SELECTED EXTRACT: Begin
Rates: From $1,870 per person per night, including meals, drinks, and activities
The Afar take
Driving through the Atacama Desert in northern Chile can feel a bit like fast-forwarding through the Star Wars franchise and pausing each time you reach a surreal new planet: endless salt flats one moment, rainbow-hued mountains the next, gurgling geyser fields, flamingo-dotted lagoons, and snow-capped volcanoes in between. The driest nonpolar desert on Earth may look alien, but it’s now home again to one of South America’s most stylish and welcoming retreats.
After a year-long, $12 million renovation, Tierra Atacama reopened in April 2025. A member of Baillie Lodges, the 28-room property sits just outside the town of San Pedro de Atacama on the site of a former cattle corral, hidden behind unassuming adobe-brick walls that belie the high-design interiors within. With Indigenous Atacameño design and crafts, local ingredients sourced from the desert, and excursions into otherworldly landscapes, the revitalized lodge has become a showcase for the region’s culture and natural wonder.
Who’s Tierra Atacama for?
Tierra Atacama is for travelers who care as much about forward-thinking, place-driven design as they do the great outdoors and corners of the world that still remain well off the tourist trail. Active types will enjoy the thrill of getting out into the desert ecosystem, spotting its surprising biodiversity, and taking in the impressively dark skies overhead, while culture aficionados will appreciate the Indigenous craft, contemporary art, and excursions that celebrate millennia of human history in the region.
SELECTED EXTRACT: End
**PROBLEM:**
Answer these questions using the text on Tierra Atacama:
(a) What is the lowest nightly rate per person?
(b) In what month and year did the lodge reopen?
(c) Which group of travelers does the text say will appreciate the Indigenous craft and contemporary art?
LISTED RECORDS: Begin
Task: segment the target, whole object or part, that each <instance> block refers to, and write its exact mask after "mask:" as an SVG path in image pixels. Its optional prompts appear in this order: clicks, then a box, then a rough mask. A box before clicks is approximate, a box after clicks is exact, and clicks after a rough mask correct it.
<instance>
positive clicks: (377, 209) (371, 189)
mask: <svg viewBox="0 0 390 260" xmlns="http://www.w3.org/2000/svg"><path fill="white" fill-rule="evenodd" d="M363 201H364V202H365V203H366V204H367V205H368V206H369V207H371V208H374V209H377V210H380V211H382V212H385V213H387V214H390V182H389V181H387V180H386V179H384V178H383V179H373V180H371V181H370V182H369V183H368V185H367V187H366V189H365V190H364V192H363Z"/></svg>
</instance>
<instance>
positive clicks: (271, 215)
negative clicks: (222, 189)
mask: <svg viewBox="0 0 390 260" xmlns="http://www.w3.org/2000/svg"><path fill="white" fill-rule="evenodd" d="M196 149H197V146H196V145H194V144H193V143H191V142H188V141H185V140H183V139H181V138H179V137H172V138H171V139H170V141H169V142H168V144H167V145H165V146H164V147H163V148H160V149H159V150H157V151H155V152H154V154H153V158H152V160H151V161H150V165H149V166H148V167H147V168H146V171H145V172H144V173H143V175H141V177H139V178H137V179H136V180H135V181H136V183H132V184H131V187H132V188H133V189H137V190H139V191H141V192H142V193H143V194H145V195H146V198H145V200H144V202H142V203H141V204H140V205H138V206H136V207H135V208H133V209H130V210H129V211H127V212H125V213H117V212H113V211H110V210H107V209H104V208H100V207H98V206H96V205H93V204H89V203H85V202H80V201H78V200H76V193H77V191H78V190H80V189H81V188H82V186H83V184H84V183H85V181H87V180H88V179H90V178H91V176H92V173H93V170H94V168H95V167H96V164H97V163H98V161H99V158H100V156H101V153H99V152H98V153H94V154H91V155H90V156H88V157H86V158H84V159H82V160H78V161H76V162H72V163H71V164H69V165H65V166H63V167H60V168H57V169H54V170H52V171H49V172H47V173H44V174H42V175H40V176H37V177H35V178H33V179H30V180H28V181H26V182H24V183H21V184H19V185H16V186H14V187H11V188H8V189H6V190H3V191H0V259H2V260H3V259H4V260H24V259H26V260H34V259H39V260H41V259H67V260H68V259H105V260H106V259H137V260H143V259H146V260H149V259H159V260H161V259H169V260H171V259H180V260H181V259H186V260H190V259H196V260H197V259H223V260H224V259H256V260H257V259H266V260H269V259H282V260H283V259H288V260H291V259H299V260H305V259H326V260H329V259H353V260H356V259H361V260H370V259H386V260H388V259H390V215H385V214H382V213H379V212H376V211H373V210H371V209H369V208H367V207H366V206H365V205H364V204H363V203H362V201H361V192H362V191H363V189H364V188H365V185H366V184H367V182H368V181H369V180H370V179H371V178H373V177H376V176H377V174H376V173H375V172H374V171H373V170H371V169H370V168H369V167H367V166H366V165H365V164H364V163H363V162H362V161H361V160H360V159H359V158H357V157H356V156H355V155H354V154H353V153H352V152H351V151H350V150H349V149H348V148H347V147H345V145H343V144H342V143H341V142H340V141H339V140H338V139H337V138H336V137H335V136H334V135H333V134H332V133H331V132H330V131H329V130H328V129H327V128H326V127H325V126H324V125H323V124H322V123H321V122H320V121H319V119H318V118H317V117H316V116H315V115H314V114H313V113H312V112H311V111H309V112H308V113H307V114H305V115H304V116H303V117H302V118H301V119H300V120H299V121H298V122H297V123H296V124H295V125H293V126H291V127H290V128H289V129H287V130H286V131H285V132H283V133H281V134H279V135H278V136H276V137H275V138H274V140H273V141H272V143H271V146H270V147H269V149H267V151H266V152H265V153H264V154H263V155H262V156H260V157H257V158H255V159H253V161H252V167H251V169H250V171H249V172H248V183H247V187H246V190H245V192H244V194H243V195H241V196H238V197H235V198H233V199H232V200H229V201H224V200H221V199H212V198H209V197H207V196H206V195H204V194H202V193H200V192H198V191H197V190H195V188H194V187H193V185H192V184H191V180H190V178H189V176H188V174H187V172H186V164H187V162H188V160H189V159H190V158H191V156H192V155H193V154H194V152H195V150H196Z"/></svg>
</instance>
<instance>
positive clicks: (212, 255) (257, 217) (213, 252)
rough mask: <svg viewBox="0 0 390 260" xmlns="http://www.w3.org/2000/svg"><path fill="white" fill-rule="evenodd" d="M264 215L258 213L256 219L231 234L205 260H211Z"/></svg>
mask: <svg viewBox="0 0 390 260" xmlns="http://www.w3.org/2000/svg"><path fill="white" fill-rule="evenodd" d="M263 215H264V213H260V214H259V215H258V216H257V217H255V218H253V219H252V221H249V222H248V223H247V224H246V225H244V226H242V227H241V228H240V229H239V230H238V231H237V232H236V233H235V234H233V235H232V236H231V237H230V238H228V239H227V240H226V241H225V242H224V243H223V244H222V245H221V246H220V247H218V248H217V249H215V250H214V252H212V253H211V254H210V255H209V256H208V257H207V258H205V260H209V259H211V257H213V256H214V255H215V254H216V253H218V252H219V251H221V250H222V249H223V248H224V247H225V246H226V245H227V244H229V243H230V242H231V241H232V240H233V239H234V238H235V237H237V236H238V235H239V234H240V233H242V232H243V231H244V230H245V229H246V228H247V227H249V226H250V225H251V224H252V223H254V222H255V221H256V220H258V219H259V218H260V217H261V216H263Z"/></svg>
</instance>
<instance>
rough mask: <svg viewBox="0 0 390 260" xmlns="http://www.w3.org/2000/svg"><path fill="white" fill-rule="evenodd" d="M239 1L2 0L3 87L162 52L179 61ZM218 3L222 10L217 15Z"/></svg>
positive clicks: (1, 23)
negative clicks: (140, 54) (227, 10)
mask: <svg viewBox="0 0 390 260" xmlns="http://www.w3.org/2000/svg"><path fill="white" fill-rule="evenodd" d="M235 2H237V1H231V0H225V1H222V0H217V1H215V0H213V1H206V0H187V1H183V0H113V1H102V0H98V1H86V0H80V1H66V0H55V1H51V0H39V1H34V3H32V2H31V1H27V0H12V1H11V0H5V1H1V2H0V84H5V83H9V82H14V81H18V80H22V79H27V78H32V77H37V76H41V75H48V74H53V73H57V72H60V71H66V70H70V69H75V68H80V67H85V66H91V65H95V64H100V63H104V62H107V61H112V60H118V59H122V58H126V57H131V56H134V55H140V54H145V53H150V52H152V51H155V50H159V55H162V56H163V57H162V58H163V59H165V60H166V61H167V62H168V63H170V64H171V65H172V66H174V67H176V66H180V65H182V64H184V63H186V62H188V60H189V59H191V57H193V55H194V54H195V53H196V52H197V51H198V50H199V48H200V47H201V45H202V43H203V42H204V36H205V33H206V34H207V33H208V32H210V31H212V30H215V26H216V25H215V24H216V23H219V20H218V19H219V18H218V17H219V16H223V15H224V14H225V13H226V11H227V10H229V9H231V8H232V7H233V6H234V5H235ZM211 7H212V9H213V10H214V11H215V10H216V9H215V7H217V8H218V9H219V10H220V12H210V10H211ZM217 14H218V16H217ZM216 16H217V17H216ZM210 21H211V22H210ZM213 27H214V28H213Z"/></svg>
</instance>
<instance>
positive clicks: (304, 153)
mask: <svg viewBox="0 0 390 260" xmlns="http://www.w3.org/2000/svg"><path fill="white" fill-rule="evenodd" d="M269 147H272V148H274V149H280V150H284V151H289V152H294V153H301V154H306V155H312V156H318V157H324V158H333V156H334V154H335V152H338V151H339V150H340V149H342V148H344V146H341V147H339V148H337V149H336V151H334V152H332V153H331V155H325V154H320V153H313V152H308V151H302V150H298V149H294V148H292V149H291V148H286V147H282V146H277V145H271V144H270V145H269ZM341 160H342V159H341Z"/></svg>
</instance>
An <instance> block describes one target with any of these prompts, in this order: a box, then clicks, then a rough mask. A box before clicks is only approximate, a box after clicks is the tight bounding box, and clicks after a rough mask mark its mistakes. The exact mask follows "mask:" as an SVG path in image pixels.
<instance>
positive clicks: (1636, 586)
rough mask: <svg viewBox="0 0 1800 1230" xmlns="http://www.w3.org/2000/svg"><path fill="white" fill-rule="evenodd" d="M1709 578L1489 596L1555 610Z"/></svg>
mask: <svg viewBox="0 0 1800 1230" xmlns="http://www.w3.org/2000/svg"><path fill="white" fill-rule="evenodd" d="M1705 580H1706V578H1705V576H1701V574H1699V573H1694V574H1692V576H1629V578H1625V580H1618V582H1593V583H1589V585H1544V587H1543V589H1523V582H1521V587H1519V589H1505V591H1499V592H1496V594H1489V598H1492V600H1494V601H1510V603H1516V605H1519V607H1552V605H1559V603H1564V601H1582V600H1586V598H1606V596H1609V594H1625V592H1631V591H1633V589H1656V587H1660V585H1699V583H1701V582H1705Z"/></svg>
LISTED RECORDS: End
**ANSWER SECTION:**
(a) $1,870 per person per night, including meals, drinks, and activities.
(b) April 2025.
(c) Culture aficionados.